Annotation data for picture regions
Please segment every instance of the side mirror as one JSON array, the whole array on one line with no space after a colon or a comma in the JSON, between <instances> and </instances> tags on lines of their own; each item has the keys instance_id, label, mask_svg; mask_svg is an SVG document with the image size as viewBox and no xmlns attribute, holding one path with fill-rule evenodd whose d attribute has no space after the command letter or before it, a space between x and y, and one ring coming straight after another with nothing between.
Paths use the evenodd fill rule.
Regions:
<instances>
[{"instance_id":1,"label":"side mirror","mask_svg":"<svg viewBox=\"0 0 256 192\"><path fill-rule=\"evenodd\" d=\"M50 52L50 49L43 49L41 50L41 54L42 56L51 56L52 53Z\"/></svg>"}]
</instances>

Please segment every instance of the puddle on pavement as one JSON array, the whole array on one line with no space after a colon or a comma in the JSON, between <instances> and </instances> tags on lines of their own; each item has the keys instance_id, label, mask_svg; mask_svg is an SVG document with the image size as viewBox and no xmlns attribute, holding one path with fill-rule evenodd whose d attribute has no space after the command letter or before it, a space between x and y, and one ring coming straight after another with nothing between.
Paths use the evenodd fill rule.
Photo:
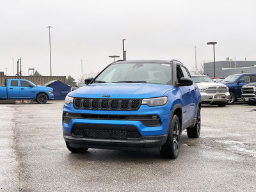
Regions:
<instances>
[{"instance_id":1,"label":"puddle on pavement","mask_svg":"<svg viewBox=\"0 0 256 192\"><path fill-rule=\"evenodd\" d=\"M241 141L216 141L218 143L228 145L226 148L228 150L241 153L256 158L256 151L248 149L249 145Z\"/></svg>"}]
</instances>

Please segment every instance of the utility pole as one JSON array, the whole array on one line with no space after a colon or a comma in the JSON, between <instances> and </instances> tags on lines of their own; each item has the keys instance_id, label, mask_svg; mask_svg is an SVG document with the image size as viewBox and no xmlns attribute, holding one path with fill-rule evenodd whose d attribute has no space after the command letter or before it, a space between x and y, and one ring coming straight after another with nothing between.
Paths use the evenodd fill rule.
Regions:
<instances>
[{"instance_id":1,"label":"utility pole","mask_svg":"<svg viewBox=\"0 0 256 192\"><path fill-rule=\"evenodd\" d=\"M207 45L213 45L213 76L215 77L215 47L214 45L217 44L217 42L207 42Z\"/></svg>"},{"instance_id":2,"label":"utility pole","mask_svg":"<svg viewBox=\"0 0 256 192\"><path fill-rule=\"evenodd\" d=\"M83 60L80 60L80 61L81 61L81 71L82 71L82 79L83 79Z\"/></svg>"},{"instance_id":3,"label":"utility pole","mask_svg":"<svg viewBox=\"0 0 256 192\"><path fill-rule=\"evenodd\" d=\"M197 71L197 68L196 68L196 46L195 46L195 64L196 64L196 72Z\"/></svg>"},{"instance_id":4,"label":"utility pole","mask_svg":"<svg viewBox=\"0 0 256 192\"><path fill-rule=\"evenodd\" d=\"M12 58L12 76L14 76L14 60Z\"/></svg>"},{"instance_id":5,"label":"utility pole","mask_svg":"<svg viewBox=\"0 0 256 192\"><path fill-rule=\"evenodd\" d=\"M126 51L124 51L124 41L126 39L123 39L123 60L126 61Z\"/></svg>"},{"instance_id":6,"label":"utility pole","mask_svg":"<svg viewBox=\"0 0 256 192\"><path fill-rule=\"evenodd\" d=\"M109 55L108 57L113 58L114 59L114 62L115 62L115 58L119 58L119 56L118 55Z\"/></svg>"},{"instance_id":7,"label":"utility pole","mask_svg":"<svg viewBox=\"0 0 256 192\"><path fill-rule=\"evenodd\" d=\"M51 52L51 28L53 28L53 27L48 26L46 27L49 28L49 43L50 45L50 70L51 70L51 76L52 76L52 54Z\"/></svg>"}]
</instances>

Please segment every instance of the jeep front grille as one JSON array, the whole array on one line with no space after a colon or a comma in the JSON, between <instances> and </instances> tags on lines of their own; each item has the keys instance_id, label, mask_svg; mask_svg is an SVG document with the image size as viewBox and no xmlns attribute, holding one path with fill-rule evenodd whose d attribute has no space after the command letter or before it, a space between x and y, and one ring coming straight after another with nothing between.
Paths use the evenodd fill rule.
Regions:
<instances>
[{"instance_id":1,"label":"jeep front grille","mask_svg":"<svg viewBox=\"0 0 256 192\"><path fill-rule=\"evenodd\" d=\"M63 113L64 123L69 124L73 118L88 120L127 120L138 121L146 127L156 127L161 125L159 116L157 115L103 115L103 114L83 114Z\"/></svg>"},{"instance_id":2,"label":"jeep front grille","mask_svg":"<svg viewBox=\"0 0 256 192\"><path fill-rule=\"evenodd\" d=\"M75 108L89 110L136 111L141 104L141 99L75 98L74 100Z\"/></svg>"},{"instance_id":3,"label":"jeep front grille","mask_svg":"<svg viewBox=\"0 0 256 192\"><path fill-rule=\"evenodd\" d=\"M207 93L225 93L228 92L225 86L209 86L206 90Z\"/></svg>"},{"instance_id":4,"label":"jeep front grille","mask_svg":"<svg viewBox=\"0 0 256 192\"><path fill-rule=\"evenodd\" d=\"M243 93L253 93L254 90L253 87L244 87L242 88Z\"/></svg>"}]
</instances>

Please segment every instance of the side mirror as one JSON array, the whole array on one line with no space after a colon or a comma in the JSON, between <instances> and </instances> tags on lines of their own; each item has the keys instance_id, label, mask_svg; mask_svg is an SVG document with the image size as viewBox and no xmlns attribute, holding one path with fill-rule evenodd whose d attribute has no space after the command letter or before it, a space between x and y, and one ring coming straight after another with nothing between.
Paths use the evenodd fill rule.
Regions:
<instances>
[{"instance_id":1,"label":"side mirror","mask_svg":"<svg viewBox=\"0 0 256 192\"><path fill-rule=\"evenodd\" d=\"M193 84L193 80L190 78L181 77L178 86L189 86Z\"/></svg>"},{"instance_id":2,"label":"side mirror","mask_svg":"<svg viewBox=\"0 0 256 192\"><path fill-rule=\"evenodd\" d=\"M85 84L88 84L93 79L93 77L90 77L84 79L84 83Z\"/></svg>"},{"instance_id":3,"label":"side mirror","mask_svg":"<svg viewBox=\"0 0 256 192\"><path fill-rule=\"evenodd\" d=\"M244 79L240 79L239 81L238 81L237 83L244 83Z\"/></svg>"}]
</instances>

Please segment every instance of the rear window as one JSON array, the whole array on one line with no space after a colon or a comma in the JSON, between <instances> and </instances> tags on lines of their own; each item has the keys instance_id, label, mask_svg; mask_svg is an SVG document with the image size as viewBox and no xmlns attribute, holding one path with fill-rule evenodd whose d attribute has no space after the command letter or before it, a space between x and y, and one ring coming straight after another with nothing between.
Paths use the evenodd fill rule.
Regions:
<instances>
[{"instance_id":1,"label":"rear window","mask_svg":"<svg viewBox=\"0 0 256 192\"><path fill-rule=\"evenodd\" d=\"M26 81L20 81L20 86L29 87L30 83Z\"/></svg>"},{"instance_id":2,"label":"rear window","mask_svg":"<svg viewBox=\"0 0 256 192\"><path fill-rule=\"evenodd\" d=\"M256 75L251 76L251 82L256 82Z\"/></svg>"},{"instance_id":3,"label":"rear window","mask_svg":"<svg viewBox=\"0 0 256 192\"><path fill-rule=\"evenodd\" d=\"M11 86L18 86L18 81L17 80L11 81Z\"/></svg>"}]
</instances>

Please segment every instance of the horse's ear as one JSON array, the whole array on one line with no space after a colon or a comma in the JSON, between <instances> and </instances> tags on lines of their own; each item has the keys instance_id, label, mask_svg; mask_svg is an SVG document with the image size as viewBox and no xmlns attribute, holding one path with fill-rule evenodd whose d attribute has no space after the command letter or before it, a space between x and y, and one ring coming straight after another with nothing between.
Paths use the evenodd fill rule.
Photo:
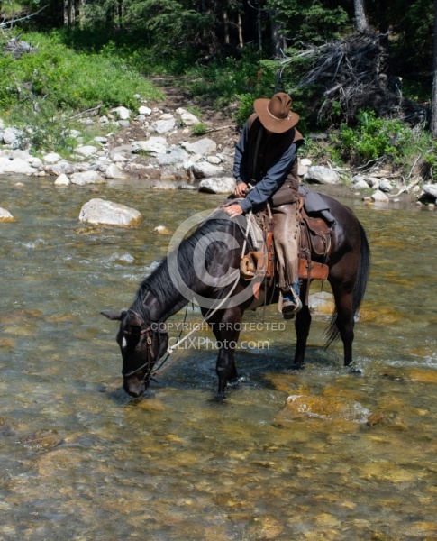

WHAT NEEDS TO BE DONE –
Please copy all of the records above word for word, leaving out the pictures.

TASK ANSWER –
Please segment every instance of the side mirror as one JSON array, the whole array on one line with no space after a colon or a comma in the JSON, between <instances> and </instances> tags on lines of their own; each item has the keys instance_id, label, mask_svg; mask_svg is an SVG document with the image size as viewBox and no xmlns attribute, holding one path with fill-rule evenodd whose d attribute has no space after the command letter or before it, a space between x and y, and one ring coming straight after another with nothing between.
Paths use the evenodd fill rule.
Regions:
<instances>
[{"instance_id":1,"label":"side mirror","mask_svg":"<svg viewBox=\"0 0 256 192\"><path fill-rule=\"evenodd\" d=\"M50 52L50 49L43 49L41 50L41 54L42 56L51 56L52 53Z\"/></svg>"}]
</instances>

Please segment every instance of the puddle on pavement as one JSON array, the whole array on one line with no space after a colon or a comma in the JSON, between <instances> and </instances> tags on lines of their own; each item has the keys instance_id, label, mask_svg; mask_svg is an SVG document with the image size as viewBox and no xmlns attribute, holding one path with fill-rule evenodd whose d attribute has no space after the command letter or before it, a space between x and y, and one ring coming straight after another with nothing between.
Paths use the evenodd fill rule.
Photo:
Regions:
<instances>
[{"instance_id":1,"label":"puddle on pavement","mask_svg":"<svg viewBox=\"0 0 256 192\"><path fill-rule=\"evenodd\" d=\"M241 141L216 141L218 143L228 145L226 148L228 150L241 153L256 158L256 151L248 149L249 145Z\"/></svg>"}]
</instances>

Please segment every instance of the utility pole as one JSON array, the whole array on one line with no space after a colon or a comma in the JSON, between <instances> and </instances> tags on lines of their own; each item has the keys instance_id, label, mask_svg; mask_svg is an SVG document with the image size as viewBox and no xmlns attribute, holding one path with fill-rule evenodd whose d attribute has no space after the command letter or before it, a space between x and y, and one ring coming straight after another with nothing between.
Paths use the evenodd fill rule.
Regions:
<instances>
[{"instance_id":1,"label":"utility pole","mask_svg":"<svg viewBox=\"0 0 256 192\"><path fill-rule=\"evenodd\" d=\"M207 45L213 45L213 76L215 77L215 47L214 45L217 44L217 42L207 42Z\"/></svg>"},{"instance_id":2,"label":"utility pole","mask_svg":"<svg viewBox=\"0 0 256 192\"><path fill-rule=\"evenodd\" d=\"M83 60L80 60L80 61L81 61L81 71L82 71L82 79L83 79Z\"/></svg>"},{"instance_id":3,"label":"utility pole","mask_svg":"<svg viewBox=\"0 0 256 192\"><path fill-rule=\"evenodd\" d=\"M197 71L197 68L196 68L196 46L195 46L195 64L196 64L196 72Z\"/></svg>"},{"instance_id":4,"label":"utility pole","mask_svg":"<svg viewBox=\"0 0 256 192\"><path fill-rule=\"evenodd\" d=\"M12 58L12 76L14 76L14 60Z\"/></svg>"},{"instance_id":5,"label":"utility pole","mask_svg":"<svg viewBox=\"0 0 256 192\"><path fill-rule=\"evenodd\" d=\"M126 51L124 51L124 41L126 39L123 39L123 60L126 61Z\"/></svg>"},{"instance_id":6,"label":"utility pole","mask_svg":"<svg viewBox=\"0 0 256 192\"><path fill-rule=\"evenodd\" d=\"M109 55L108 57L113 58L114 59L114 62L115 62L115 58L119 58L119 56L118 55Z\"/></svg>"},{"instance_id":7,"label":"utility pole","mask_svg":"<svg viewBox=\"0 0 256 192\"><path fill-rule=\"evenodd\" d=\"M51 52L51 28L53 28L53 27L48 26L46 27L49 28L49 43L50 45L50 70L51 70L51 76L52 76L52 54Z\"/></svg>"}]
</instances>

Please segment every instance of the jeep front grille as one JSON array, the whole array on one line with no space after a colon or a comma in the JSON, between <instances> and </instances> tags on lines of their own; each item has the keys instance_id, label, mask_svg; mask_svg is an SVG document with the image size as viewBox and no xmlns attribute, holding one path with fill-rule evenodd whose d attribute has no space after the command letter or before it, a space between x and y, and one ring coming straight after another with nothing between.
Paths use the evenodd fill rule.
Regions:
<instances>
[{"instance_id":1,"label":"jeep front grille","mask_svg":"<svg viewBox=\"0 0 256 192\"><path fill-rule=\"evenodd\" d=\"M63 113L64 123L69 124L73 118L88 120L127 120L138 121L146 127L156 127L161 125L159 116L157 115L103 115L103 114L83 114Z\"/></svg>"},{"instance_id":2,"label":"jeep front grille","mask_svg":"<svg viewBox=\"0 0 256 192\"><path fill-rule=\"evenodd\" d=\"M75 108L89 110L136 111L141 104L141 99L75 98L74 100Z\"/></svg>"},{"instance_id":3,"label":"jeep front grille","mask_svg":"<svg viewBox=\"0 0 256 192\"><path fill-rule=\"evenodd\" d=\"M207 93L225 93L228 92L225 86L209 86L206 90Z\"/></svg>"},{"instance_id":4,"label":"jeep front grille","mask_svg":"<svg viewBox=\"0 0 256 192\"><path fill-rule=\"evenodd\" d=\"M243 93L253 93L254 90L253 87L244 87L242 88Z\"/></svg>"}]
</instances>

Please segment every instance of the side mirror as one JSON array, the whole array on one line with no space after a colon or a comma in the JSON, between <instances> and </instances> tags on lines of their own; each item has the keys instance_id, label, mask_svg; mask_svg is an SVG document with the image size as viewBox and no xmlns attribute, holding one path with fill-rule evenodd whose d attribute has no space after the command letter or before it, a space between x and y, and one ring coming straight after another with nothing between.
Paths use the evenodd fill rule.
Regions:
<instances>
[{"instance_id":1,"label":"side mirror","mask_svg":"<svg viewBox=\"0 0 256 192\"><path fill-rule=\"evenodd\" d=\"M193 84L193 80L190 78L181 77L178 86L189 86Z\"/></svg>"},{"instance_id":2,"label":"side mirror","mask_svg":"<svg viewBox=\"0 0 256 192\"><path fill-rule=\"evenodd\" d=\"M85 84L88 84L93 79L93 77L90 77L84 79L84 83Z\"/></svg>"},{"instance_id":3,"label":"side mirror","mask_svg":"<svg viewBox=\"0 0 256 192\"><path fill-rule=\"evenodd\" d=\"M244 79L240 79L239 81L238 81L237 83L244 83Z\"/></svg>"}]
</instances>

Please segment every instance of the rear window as one JSON array, the whole array on one line with no space after a colon or a comma in the JSON, between <instances> and </instances> tags on lines of their own; each item has the keys instance_id, label, mask_svg; mask_svg is an SVG document with the image size as viewBox and no xmlns attribute, holding one path with fill-rule evenodd whose d attribute has no space after the command letter or before it, a space between x and y, and one ring coming straight after another with nothing between.
Paths use the evenodd fill rule.
Regions:
<instances>
[{"instance_id":1,"label":"rear window","mask_svg":"<svg viewBox=\"0 0 256 192\"><path fill-rule=\"evenodd\" d=\"M26 81L20 81L20 86L29 87L30 83Z\"/></svg>"},{"instance_id":2,"label":"rear window","mask_svg":"<svg viewBox=\"0 0 256 192\"><path fill-rule=\"evenodd\" d=\"M256 75L251 76L251 82L256 82Z\"/></svg>"},{"instance_id":3,"label":"rear window","mask_svg":"<svg viewBox=\"0 0 256 192\"><path fill-rule=\"evenodd\" d=\"M11 86L18 86L18 81L17 80L11 81Z\"/></svg>"}]
</instances>

Please segment every instance of the horse's ear as one JSON array, the whole array on one line with no space after a colon or a comma in the JSON, between <instances> and </instances> tags on lines of their own; each item has the keys instance_id, label, mask_svg; mask_svg is an SVG document with the image size as viewBox and no xmlns attribute, holding one path with fill-rule evenodd whose d attribute has no space after the command letter or before it, a space between x and y, and one ring coming straight after another with nothing between.
Paths use the evenodd fill rule.
Photo:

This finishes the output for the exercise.